DIRECTIVES:
A. Transcribe a passage of the CRT discussion, beginning at the words "By @darajava - 4" and ending after the words "move so fast?".
B. In the CRT discussion, how low a vacuum could the commenter's pump pull for the modified bottle accelerator?

══ SOURCE EXTRACT ══

I feel like I have a much better basic understanding of CRTs now. They felt like utter magic before. Now it just feels a bit like magic. The only thing that still confuses me is how the electron gun itself actually works. I don't really get how electrons are being shot at all and why we can shoot them in a beam.

By @darajava - 4 months
Great video and explanation, but he still doesn’t really explain how the magnets in the monochrome CRTs actually draw the image. How do they know where to point? How does it move so fast?
By @crmd - 4 months
In the old days, our cars were powered by gasoline and every house had a ~25KeV particle accelerator in the living room.
By @MisterTea - 4 months
There's an old site with a nice run down of building simple DIY CRT's using a glow discharge electron gun and laboratory flasks: http://www.sparkbangbuzz.com/crt/crt6.htm The glow discharge stuff is very easy to build as you dont need a filament/heater and power supply, it's a cold cathode gun. I wound up coming across another simple and fun project that demonstrates a very simple glow discharge gun in a glass bottle: https://hackaday.com/2011/08/30/diy-electron-accelerator/

I built one of those bottle accelerators but with some mods using a smaller Stuart's soda bottle. Cathode is a 0.5 in diameter Al spacer bushing mounted to one end of a 0.25 inch aluminum tube punched through a rubber stopper and the other to a tube adapter screwed to a KF25 vac flange. I then rigged up a stand to hold a vacuum manifold connected to my Alcatel 2008 vac pump and could pull a nice vacuum down to 0.4 Pa. The bottle gun's anode is a loop of 12 AWG copper wire inserted into a drilled hole and sealed with Faraday wax (safe and easy to make but messy and does not easily clean up.) Finally, wired it to my 200W Bertan +10kV 20mA supply. The +10kV lets me setup the gun as a common cathode putting the electron gun parts at ground potential. Only the anode is at high potential. I then decided to see if I could focus the beam and MacGyverd a lens out of a big 2 inch conduit bushing I had lying around in the electrics bin. Wound a bunch of 20 AWG magnet wire around it and found that building a big enough field to focus and sat it around the bottle neck. That big hunk of steel took a crap ton more power than I thought - I could focus the beam to midway of the bottle at around 300W (30V DC @ 10A)into the focus lens (yes it got very hot)! At full beam power I can melt holes in tin foil sheet using a focused beam.

═══
══ RECORDS PROVIDED ══

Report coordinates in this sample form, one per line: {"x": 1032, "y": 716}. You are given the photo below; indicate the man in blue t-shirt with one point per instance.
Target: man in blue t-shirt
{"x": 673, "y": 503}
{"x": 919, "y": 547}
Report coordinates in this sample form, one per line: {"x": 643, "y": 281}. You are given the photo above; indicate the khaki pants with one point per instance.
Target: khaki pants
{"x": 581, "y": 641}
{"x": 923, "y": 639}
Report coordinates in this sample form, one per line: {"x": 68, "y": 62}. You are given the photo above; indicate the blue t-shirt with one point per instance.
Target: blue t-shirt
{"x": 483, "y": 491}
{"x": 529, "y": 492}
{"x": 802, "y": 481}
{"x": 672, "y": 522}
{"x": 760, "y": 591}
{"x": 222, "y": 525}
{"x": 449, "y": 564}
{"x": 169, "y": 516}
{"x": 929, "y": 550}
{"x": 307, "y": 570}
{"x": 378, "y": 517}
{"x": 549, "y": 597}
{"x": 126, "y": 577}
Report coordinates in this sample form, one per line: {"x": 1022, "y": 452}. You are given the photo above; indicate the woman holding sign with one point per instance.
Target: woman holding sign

═══
══ RECORDS PROVIDED ══

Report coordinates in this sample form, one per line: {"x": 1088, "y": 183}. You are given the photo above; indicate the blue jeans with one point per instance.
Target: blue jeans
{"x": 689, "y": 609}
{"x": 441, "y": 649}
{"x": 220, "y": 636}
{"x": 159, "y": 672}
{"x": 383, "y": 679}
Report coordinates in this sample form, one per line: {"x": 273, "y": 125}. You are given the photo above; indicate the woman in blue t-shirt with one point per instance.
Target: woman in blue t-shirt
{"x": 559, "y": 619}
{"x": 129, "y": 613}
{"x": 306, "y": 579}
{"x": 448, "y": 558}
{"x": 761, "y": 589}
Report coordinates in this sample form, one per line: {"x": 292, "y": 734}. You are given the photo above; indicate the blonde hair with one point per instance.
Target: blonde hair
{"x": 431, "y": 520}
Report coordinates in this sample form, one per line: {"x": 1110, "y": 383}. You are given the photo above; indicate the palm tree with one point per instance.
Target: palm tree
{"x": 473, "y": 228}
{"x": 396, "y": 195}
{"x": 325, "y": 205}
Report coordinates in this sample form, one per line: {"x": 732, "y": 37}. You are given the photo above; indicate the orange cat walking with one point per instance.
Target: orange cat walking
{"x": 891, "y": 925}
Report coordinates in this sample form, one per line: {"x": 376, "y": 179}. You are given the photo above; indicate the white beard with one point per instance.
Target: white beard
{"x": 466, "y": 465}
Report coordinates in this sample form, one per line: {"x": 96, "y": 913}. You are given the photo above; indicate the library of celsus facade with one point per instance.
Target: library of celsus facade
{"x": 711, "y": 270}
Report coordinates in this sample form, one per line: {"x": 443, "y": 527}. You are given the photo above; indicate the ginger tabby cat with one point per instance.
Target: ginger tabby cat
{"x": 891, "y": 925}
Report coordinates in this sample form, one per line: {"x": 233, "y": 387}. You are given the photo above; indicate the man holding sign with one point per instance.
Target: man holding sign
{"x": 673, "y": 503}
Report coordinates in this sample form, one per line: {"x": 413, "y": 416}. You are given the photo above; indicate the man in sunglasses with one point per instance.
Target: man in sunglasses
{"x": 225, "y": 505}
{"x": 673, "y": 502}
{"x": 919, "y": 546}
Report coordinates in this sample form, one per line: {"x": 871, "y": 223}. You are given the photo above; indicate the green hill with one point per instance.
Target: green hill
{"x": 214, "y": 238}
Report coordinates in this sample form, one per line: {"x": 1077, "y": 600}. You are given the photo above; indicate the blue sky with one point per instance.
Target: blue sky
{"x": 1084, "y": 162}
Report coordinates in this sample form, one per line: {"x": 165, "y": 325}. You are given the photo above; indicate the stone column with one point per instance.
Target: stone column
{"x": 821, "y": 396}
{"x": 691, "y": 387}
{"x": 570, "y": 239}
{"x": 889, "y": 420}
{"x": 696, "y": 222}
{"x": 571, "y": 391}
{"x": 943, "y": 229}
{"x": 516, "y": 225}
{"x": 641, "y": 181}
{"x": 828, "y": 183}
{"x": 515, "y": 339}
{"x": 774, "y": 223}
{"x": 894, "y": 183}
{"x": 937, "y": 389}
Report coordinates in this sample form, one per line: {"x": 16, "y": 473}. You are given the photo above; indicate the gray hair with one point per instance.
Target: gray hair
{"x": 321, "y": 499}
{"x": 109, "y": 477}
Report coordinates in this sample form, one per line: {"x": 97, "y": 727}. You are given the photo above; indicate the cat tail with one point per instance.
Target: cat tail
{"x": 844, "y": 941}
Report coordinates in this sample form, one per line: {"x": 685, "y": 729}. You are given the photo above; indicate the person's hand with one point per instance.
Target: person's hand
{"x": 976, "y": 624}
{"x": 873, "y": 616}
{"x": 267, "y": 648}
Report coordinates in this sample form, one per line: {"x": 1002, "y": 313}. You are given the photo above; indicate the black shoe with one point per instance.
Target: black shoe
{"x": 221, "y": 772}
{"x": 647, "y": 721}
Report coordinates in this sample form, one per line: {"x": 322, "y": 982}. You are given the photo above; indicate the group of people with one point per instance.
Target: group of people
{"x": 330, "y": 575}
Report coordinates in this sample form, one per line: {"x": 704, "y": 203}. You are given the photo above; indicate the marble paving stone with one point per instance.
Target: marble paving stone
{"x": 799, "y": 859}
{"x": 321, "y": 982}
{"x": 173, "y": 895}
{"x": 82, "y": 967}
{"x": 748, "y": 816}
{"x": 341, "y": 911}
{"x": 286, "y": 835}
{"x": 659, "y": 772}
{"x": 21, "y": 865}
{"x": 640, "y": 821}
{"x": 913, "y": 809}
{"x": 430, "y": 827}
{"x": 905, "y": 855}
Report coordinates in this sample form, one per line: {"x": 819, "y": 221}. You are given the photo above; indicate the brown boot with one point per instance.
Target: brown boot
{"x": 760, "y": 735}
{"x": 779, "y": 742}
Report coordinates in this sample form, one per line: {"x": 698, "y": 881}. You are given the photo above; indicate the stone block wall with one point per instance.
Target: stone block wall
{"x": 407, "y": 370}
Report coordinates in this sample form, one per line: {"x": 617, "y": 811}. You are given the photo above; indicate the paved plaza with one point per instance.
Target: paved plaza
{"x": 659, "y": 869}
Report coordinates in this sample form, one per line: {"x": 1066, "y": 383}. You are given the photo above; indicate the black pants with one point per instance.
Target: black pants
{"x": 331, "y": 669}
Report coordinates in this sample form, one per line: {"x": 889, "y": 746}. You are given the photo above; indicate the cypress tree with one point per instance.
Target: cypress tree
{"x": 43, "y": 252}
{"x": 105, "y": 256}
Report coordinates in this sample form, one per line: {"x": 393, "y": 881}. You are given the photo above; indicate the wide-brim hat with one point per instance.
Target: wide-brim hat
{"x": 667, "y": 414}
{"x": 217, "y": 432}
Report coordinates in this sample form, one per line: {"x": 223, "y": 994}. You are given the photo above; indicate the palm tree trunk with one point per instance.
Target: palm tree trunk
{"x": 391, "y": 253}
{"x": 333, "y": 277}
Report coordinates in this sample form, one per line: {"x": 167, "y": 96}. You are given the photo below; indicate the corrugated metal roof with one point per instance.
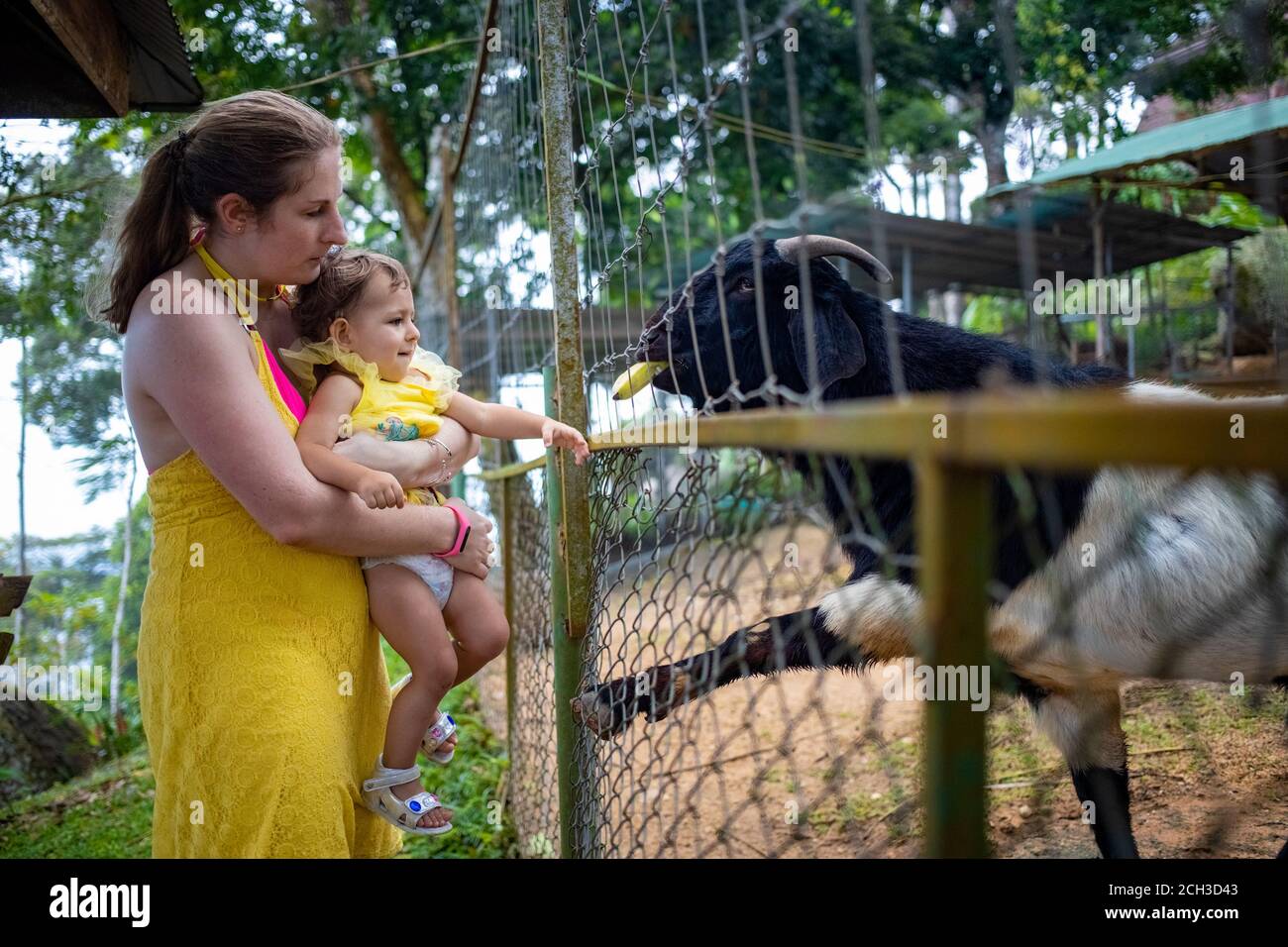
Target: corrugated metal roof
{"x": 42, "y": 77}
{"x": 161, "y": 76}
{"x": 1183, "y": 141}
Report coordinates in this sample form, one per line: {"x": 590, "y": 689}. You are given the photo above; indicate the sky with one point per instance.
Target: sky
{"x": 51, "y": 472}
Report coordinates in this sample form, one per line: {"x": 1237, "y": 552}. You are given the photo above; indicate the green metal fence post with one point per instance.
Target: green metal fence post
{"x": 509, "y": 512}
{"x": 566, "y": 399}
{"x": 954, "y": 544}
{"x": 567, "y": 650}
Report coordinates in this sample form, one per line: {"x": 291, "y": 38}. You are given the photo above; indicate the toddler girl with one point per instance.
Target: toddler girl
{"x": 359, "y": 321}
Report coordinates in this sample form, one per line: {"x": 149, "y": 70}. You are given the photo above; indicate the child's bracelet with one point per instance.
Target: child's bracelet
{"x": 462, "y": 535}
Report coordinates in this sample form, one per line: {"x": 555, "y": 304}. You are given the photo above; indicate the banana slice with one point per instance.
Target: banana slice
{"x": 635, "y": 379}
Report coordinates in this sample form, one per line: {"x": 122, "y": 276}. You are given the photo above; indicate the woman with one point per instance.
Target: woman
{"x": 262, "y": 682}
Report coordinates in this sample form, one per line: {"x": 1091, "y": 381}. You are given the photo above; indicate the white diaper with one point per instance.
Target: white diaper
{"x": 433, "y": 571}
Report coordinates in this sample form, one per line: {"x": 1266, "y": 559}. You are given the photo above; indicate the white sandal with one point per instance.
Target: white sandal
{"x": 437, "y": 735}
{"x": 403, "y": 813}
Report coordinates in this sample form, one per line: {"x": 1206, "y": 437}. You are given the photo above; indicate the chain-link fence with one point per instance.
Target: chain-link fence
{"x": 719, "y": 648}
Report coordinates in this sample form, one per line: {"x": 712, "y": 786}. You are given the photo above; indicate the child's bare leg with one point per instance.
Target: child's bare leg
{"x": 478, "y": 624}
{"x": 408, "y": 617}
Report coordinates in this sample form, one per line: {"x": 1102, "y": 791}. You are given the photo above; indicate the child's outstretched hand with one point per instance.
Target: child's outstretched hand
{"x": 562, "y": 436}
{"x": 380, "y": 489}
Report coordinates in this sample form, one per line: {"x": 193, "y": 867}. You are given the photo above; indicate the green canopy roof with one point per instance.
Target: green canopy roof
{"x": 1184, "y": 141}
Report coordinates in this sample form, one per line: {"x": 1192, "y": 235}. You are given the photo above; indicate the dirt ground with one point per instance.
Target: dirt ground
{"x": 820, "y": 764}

═══

RESPONSES IN ORDER:
A.
By @darajava - 4 months
Great video and explanation, but he still doesn’t really explain how the magnets in the monochrome CRTs actually draw the image. How do they know where to point? How does it move so fast?

B. Down to 0.4 Pa.